=== INPUT MATERIAL ===
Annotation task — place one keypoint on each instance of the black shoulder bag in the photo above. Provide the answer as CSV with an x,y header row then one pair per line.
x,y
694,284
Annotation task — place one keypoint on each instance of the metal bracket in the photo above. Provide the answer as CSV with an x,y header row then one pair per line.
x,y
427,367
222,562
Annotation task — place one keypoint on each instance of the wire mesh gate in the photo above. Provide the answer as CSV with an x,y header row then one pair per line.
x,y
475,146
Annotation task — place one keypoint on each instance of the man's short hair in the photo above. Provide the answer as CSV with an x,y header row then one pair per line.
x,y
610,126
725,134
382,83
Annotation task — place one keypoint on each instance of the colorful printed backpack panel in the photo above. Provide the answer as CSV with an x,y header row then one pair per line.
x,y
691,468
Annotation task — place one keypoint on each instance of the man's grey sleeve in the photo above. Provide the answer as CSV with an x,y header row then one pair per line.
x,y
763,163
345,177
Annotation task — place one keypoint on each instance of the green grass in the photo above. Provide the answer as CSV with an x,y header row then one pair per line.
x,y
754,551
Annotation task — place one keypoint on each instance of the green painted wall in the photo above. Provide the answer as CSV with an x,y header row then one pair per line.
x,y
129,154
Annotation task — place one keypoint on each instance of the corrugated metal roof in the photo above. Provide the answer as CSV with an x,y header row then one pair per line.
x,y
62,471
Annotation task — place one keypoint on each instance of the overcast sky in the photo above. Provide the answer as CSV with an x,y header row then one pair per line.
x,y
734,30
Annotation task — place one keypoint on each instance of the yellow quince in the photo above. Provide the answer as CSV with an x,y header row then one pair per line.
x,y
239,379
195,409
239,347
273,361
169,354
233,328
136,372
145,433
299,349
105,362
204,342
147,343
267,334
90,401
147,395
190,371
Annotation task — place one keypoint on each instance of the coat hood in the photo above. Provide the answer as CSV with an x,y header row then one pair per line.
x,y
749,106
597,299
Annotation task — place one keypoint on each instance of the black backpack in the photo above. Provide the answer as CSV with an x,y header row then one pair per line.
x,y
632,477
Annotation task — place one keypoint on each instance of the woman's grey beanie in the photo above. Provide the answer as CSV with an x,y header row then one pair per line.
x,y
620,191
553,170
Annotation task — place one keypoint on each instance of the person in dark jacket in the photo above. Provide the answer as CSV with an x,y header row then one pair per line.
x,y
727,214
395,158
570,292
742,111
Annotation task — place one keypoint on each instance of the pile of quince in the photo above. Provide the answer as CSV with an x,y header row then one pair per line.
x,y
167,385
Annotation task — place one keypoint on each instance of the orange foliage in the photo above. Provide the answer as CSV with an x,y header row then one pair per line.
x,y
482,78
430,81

=== YOUR TASK ===
Copy all of the data above, reproducing every line without any change.

=== THE RESPONSE ===
Annotation task — place one keypoint on each instance of the black shoulder bag in the photo above. Provide the answer as CSV with an x,y header row then one pair per line.
x,y
694,284
Annotation task — place one keypoint on each instance of the metal bracket in the photo above. Provide the answer as CSV with an x,y header row then one pair per line.
x,y
427,367
222,562
Annotation task — place one keypoint on each instance of the wire mesh gate in the photo above. Provide the answer as CSV with an x,y header row then one pair per line.
x,y
475,146
Annotation task — place one keypoint on each instance of the man's short hair in the photo above. Provide the answer as CSV with an x,y header row then one pair per line.
x,y
610,126
725,134
382,83
Annotation task — place one keypoint on each instance of the colorful printed backpack panel in the photo above. Provide the answer as CSV with an x,y header row then one pair per line.
x,y
691,468
Annotation task — place one keypoint on each instance of the man's grey sleeve in the photo above. Provide the answer as CSV with an x,y header row then one pair per line.
x,y
763,163
345,177
Annotation task — place one keypoint on each instance of the green grass in the photo above. Provide the answer as CSV with an x,y header row then one pair per line.
x,y
754,551
Annotation task — place one keypoint on each instance of the green painted wall in the photo above. Provide the answer as CSV with an x,y header row then one pair per line.
x,y
129,154
Annotation task — place one keypoint on each instance of the corrugated metal roof in the photo above. Provide the answer as CSV with an x,y header row then one pair per line.
x,y
62,471
Annotation task — place one keypoint on each instance of the overcast sky in the photo above. Provide the answer as CSV with an x,y header row then one pair per line.
x,y
734,30
Annotation task — place one keypoint on each instance of the yellow quince in the photo above. Provide the answer as CSV with an x,y header row then one pair per line.
x,y
239,379
195,409
239,347
273,361
169,354
233,328
136,372
145,433
299,349
105,362
204,342
147,343
267,334
90,401
147,395
190,371
Annotation task — place one keypoint on each instance of the coat hood in the photo above. Provide the answer as CSV with an x,y header row then one pair per line.
x,y
749,106
597,299
Annotation task — place one keypoint on each instance of the black backpack in the photo above. Provide the answer as CSV with an x,y header row then one pair per line.
x,y
632,477
Annotation task — place one keypoint on each instance of the woman's grey beanie in the photo above. Provide the answer as CSV with an x,y header row then one pair per line.
x,y
620,191
553,170
Annotation task — place one keypoint on each instance of the person in dark jacket in the photo above. Provide the answer as CSV with an x,y header row then one pair per line.
x,y
727,214
395,158
570,292
742,111
Annotation task — place one keypoint on each instance of the pile of quince in the photo above. Provide the answer as CSV with an x,y header row then one pair per line.
x,y
167,385
Annotation task — place one keypoint on each instance of the orange foliage in the photo above. Provide the answer as CSV with an x,y header row then one pair per line.
x,y
482,78
430,81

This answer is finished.